Task requirements
Write the data out again exactly, with no pictures.
--------------------
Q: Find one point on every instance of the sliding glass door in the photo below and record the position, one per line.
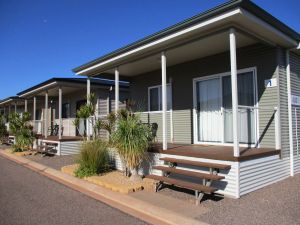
(214, 109)
(209, 110)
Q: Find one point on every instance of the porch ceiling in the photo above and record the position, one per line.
(202, 47)
(135, 59)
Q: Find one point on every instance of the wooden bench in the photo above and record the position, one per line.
(196, 163)
(200, 189)
(183, 184)
(189, 173)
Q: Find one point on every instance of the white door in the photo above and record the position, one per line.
(209, 116)
(214, 109)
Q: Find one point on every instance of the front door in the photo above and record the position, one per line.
(209, 110)
(214, 109)
(82, 123)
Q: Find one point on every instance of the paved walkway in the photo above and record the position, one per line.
(29, 198)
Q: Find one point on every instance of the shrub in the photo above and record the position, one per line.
(132, 140)
(22, 130)
(3, 130)
(93, 158)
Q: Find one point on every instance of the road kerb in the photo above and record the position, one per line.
(135, 207)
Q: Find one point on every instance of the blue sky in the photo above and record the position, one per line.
(40, 39)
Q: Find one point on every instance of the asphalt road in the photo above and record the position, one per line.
(27, 197)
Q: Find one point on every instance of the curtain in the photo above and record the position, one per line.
(246, 116)
(209, 113)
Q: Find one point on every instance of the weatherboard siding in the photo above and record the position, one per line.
(258, 173)
(263, 58)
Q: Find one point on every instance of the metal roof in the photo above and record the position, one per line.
(94, 81)
(245, 4)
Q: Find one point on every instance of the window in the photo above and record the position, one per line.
(154, 98)
(65, 110)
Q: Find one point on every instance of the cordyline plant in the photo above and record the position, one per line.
(3, 129)
(87, 113)
(108, 124)
(131, 138)
(19, 126)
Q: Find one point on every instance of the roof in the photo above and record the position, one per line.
(9, 99)
(245, 4)
(94, 81)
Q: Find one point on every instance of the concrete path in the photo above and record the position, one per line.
(26, 197)
(146, 211)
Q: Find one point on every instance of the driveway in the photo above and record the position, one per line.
(29, 198)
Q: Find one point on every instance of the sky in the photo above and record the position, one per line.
(41, 39)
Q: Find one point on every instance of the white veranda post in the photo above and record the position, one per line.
(117, 93)
(234, 88)
(88, 94)
(25, 107)
(291, 141)
(46, 115)
(164, 99)
(60, 112)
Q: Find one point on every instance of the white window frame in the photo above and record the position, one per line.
(220, 75)
(159, 98)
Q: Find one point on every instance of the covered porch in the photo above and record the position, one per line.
(222, 100)
(214, 152)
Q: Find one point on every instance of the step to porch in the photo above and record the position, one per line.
(189, 173)
(196, 163)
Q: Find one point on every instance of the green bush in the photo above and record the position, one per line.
(93, 158)
(132, 140)
(19, 126)
(3, 130)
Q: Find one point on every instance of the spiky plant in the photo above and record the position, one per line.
(3, 129)
(20, 127)
(131, 139)
(93, 158)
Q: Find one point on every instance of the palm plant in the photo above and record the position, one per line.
(132, 140)
(20, 127)
(3, 130)
(107, 124)
(93, 158)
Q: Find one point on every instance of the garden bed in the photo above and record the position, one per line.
(115, 181)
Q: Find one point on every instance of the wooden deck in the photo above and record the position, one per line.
(214, 151)
(63, 139)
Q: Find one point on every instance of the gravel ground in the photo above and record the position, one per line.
(4, 146)
(277, 204)
(30, 198)
(55, 162)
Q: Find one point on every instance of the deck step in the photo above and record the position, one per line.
(189, 173)
(196, 163)
(183, 184)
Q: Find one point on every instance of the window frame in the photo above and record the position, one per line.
(68, 112)
(159, 97)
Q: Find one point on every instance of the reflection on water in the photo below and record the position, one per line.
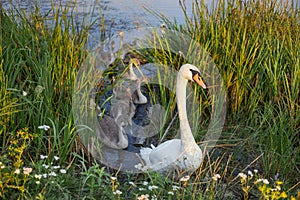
(119, 15)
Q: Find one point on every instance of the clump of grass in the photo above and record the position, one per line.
(257, 51)
(40, 58)
(256, 48)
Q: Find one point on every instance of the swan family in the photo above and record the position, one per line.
(176, 154)
(182, 154)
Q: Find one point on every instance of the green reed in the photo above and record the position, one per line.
(41, 55)
(257, 49)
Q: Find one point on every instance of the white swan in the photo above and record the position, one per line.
(177, 154)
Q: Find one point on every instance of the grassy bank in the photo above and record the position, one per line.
(257, 50)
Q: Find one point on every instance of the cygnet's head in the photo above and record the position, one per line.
(192, 73)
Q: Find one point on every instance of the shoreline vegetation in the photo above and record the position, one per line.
(256, 46)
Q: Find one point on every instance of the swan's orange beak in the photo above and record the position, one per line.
(199, 80)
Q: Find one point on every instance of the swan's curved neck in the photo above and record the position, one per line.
(186, 135)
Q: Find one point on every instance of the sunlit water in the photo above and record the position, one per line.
(118, 14)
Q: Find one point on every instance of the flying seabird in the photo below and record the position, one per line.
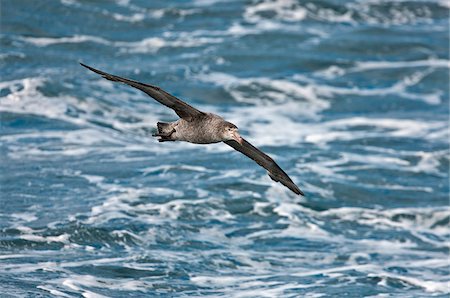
(199, 127)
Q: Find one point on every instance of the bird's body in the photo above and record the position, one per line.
(198, 127)
(206, 129)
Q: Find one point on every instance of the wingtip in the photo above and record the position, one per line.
(298, 191)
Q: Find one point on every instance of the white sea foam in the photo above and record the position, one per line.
(46, 41)
(285, 10)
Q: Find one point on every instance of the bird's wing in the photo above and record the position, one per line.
(274, 170)
(182, 109)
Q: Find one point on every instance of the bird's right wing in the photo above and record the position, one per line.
(182, 109)
(265, 161)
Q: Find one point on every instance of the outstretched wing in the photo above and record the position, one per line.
(274, 170)
(182, 109)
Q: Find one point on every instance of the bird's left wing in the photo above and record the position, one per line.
(265, 161)
(181, 108)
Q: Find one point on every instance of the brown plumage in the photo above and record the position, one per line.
(198, 127)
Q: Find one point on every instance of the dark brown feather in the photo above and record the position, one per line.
(182, 109)
(265, 161)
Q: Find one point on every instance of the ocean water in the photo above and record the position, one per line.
(351, 98)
--------------------
Solved problem
Q: Find one point on every instance of the sliding glass door in the photo below and record the position, one per line.
(214, 109)
(209, 110)
Q: Find one point on every instance of the porch ceiling in the photo above and record the position, one per line.
(202, 47)
(135, 59)
Q: Find one point on every instance of the wooden bench in the photo above and record the position, one per line.
(196, 163)
(200, 189)
(183, 184)
(189, 173)
Q: Find one point on every instance of the white door in the photo above and record the position, one per line.
(209, 116)
(214, 109)
Q: Find one point on every instance of the front door in the photo above and record the position, one per line.
(209, 110)
(214, 109)
(82, 123)
Q: Find one point on every instance of the paved walkway in the photo above and record the position, one per line.
(29, 198)
Q: Find one point on every instance of the shrub in the photo above and record the position, one per line.
(132, 140)
(22, 130)
(3, 130)
(93, 158)
Q: Find one point on every instance of the road kerb in the photo above and record the position, one per line.
(135, 207)
Q: Find one point on every instance of the blue sky in the photo above and record the position, one per line.
(40, 39)
Q: Find one point on every instance of the asphalt road in the photo above and record the position, one per line.
(27, 197)
Q: Find one point on every instance of the curtain in the photo above and record the position, one per line.
(246, 116)
(209, 113)
Q: Find one point on every instance of the weatherboard siding in the photo above and record the position, one per line.
(258, 173)
(263, 58)
Q: Find one point on every instance of the metal roof in the photo above and record the position, one per line.
(94, 81)
(245, 4)
Q: Find one point on every instance of the window in the photo above and record the position, one per line.
(154, 98)
(65, 110)
Q: Find one point on every instance of the cordyline plant in the photo above and record the position, one per line.
(3, 129)
(87, 113)
(108, 124)
(131, 138)
(19, 126)
Q: Find one point on every instance of the roof in the photo above and record the position, one per line.
(9, 99)
(245, 4)
(94, 81)
Q: Find one point on every instance of the concrete path in the photo above and record the position, one per line.
(26, 197)
(146, 211)
Q: Find one point on every instance of the driveway in the photo above and record the position, one per line.
(29, 198)
Q: Find one point on every instance of the sky in the photo above and record the position, one per line.
(41, 39)
Q: Find one point on every instance of the white veranda post in the photo above and record the position, one per line.
(117, 93)
(234, 88)
(88, 94)
(25, 107)
(291, 141)
(46, 115)
(164, 99)
(60, 112)
Q: Find one point on every instance of the white window frame in the photo above and record the position, one per line.
(220, 75)
(159, 98)
Q: Find one point on every instance of the covered porch in the photo above and record the position, one per line.
(222, 100)
(214, 152)
Q: Find one point on every instance of the step to porch in the photo above and record the position, one per line.
(189, 173)
(196, 163)
Q: Find one point on every instance of the green bush in the photo above and record the position, one per line.
(93, 158)
(132, 140)
(19, 126)
(3, 130)
Q: Find one point on every instance of the spiky plant in the photo above and record the position, one per line.
(3, 129)
(20, 127)
(131, 139)
(93, 158)
Q: Find one point on every instance of the palm plant in the photo above and record the position, one per line.
(132, 140)
(20, 127)
(3, 130)
(107, 124)
(93, 158)
Q: Find one point on every instance of the garden bed in the photo above and record the position, one per line.
(115, 181)
Q: Find one point on every instance of the wooden deck in the photo above and record the position, one per line.
(214, 151)
(63, 139)
Q: Find one point on every instance of the gravel ground in the photo above and record the position, one per line.
(4, 146)
(277, 204)
(30, 198)
(55, 162)
Q: Find one point on every instance of the deck step in the photo above and record the position, one per line.
(189, 173)
(196, 163)
(183, 184)
Q: Find one point on every instance of the window frame in the photo above and record the position, one per line.
(68, 112)
(159, 97)
Q: Find one point on every instance of the reflection on water in the photo below and record the position, one per line.
(119, 15)
Q: Find one point on every instance of the clump of grass in the photo above and record the position, one per line.
(257, 51)
(40, 58)
(256, 48)
Q: Find one point on every instance of the swan family in the photo above and record the position, one per line.
(176, 154)
(182, 154)
Q: Find one point on every instance of the green reed in the photo above and record the position, one per line.
(41, 55)
(257, 49)
Q: Find one point on every instance of the white swan in the photo above and record the position, one per line.
(177, 154)
Q: Find one point on every instance of the grassy bank in the photo above and record the position, one per line.
(257, 50)
Q: Find one point on every instance of the cygnet's head in the photo above and record the position, one per line.
(192, 73)
Q: Find one point on every instance of the shoreline vegetation in the photo above and record the position, one per line.
(256, 46)
Q: Find one point on every instance of the swan's orange beak in the photo above and record the position, one per line.
(199, 80)
Q: Find one point on every instance of the swan's curved neck in the photo above and record the position, one per line.
(186, 135)
Q: Find one point on every instance of the sunlit water in the photo above and record the position, one per line.
(118, 14)
Q: Find one point on every instance of the flying seabird in the photo below and record the position, one per line.
(199, 127)
Q: Find one point on every instance of the bird's body in the photo above and record the position, one per line.
(198, 127)
(206, 129)
Q: Find one point on every instance of the wingtip in the photo above and record the position, one per line.
(298, 191)
Q: Find one point on every instance of the white sea foam in the photo above and record the position, one per line.
(46, 41)
(285, 10)
Q: Find one point on every instance of the bird's wing in the photo above and record the position, one per line.
(274, 170)
(182, 109)
Q: Find one point on every instance of the bird's right wing in the photo above and record the position, one per line.
(182, 109)
(265, 161)
Q: Find one point on every instance of the outstretched wing in the photo above and record the position, one per line.
(274, 170)
(182, 109)
Q: Find one point on every instance of the bird's left wing in the photo above and record the position, one per line.
(265, 161)
(181, 108)
Q: Find one point on every instance of the brown plumage in the photo above and record the position, one per line.
(198, 127)
Q: Find one point on every instance of the dark brown feather in the photo above and record the position, one per line.
(182, 109)
(265, 161)
Q: Find one point on every instance of the ocean water in the photo above and record the position, one per line.
(351, 98)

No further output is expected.